- [TEXT]
---------------
July 7th, 2008

Getting over being nice

Being humanitarian, being kind and loving, does not include entrusting my life or well-being to anyone whose intention or unconscious direction is to cause me harm. I am here to enjoy the life that Mother Earth gave me.

________
Ellen Jean Zoltak, “Have Gun, Will Travel” in Her Wits About Her: Self-Defense Success Stories by Women, edited by Denise Caignon and Gail Groves (1987, Harper & Row) p. 136.



July 4th, 2008

Nicola Griffith on self-defense for women

“Could you kill someone to save yourself?” Therese said.

“Yes.”

“You sound very sure.”

“If you decide to hurt someone to save yourself, you need to commit to it completely.”

“Do or don’t do, there is no try,” Nina said in a Yoda voice.

“Something like that,” I said over the nervous laughter. “But about whether or not learning this is necessary, think of all the other things you learn that you’ll probably never need. Like fire drills. It’s unlikely that you’ll ever need to scramble from your workplace at three in the afternoon because of a massive fire, but you learn the procedure just in case.” But fires weren’t directed personally at their target, they didn’t sneer and call you bitch, and if you got burnt, your friends didn’t think it was your fault. Women weren’t reared from infancy to fear fire.
---------------
- [DATA LINES]
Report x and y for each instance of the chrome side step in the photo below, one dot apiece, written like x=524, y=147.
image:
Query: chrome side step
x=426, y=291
---------------
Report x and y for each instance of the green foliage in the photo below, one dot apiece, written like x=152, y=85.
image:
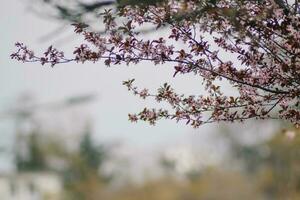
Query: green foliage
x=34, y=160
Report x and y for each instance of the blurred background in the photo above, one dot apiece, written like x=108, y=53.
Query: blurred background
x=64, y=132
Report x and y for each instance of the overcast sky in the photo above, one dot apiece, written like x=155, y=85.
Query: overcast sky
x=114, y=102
---------------
- [EXERCISE BRIEF]
Answer these from the self-defense text:
(a) What date is given for the entry titled "Getting over being nice"?
(b) Who edited Her Wits About Her: Self-Defense Success Stories by Women?
(c) What kind of drill does the narrator use as a comparison for learning self-defense?

- [TASK RESPONSE]
(a) July 7th, 2008
(b) Denise Caignon and Gail Groves
(c) Fire drills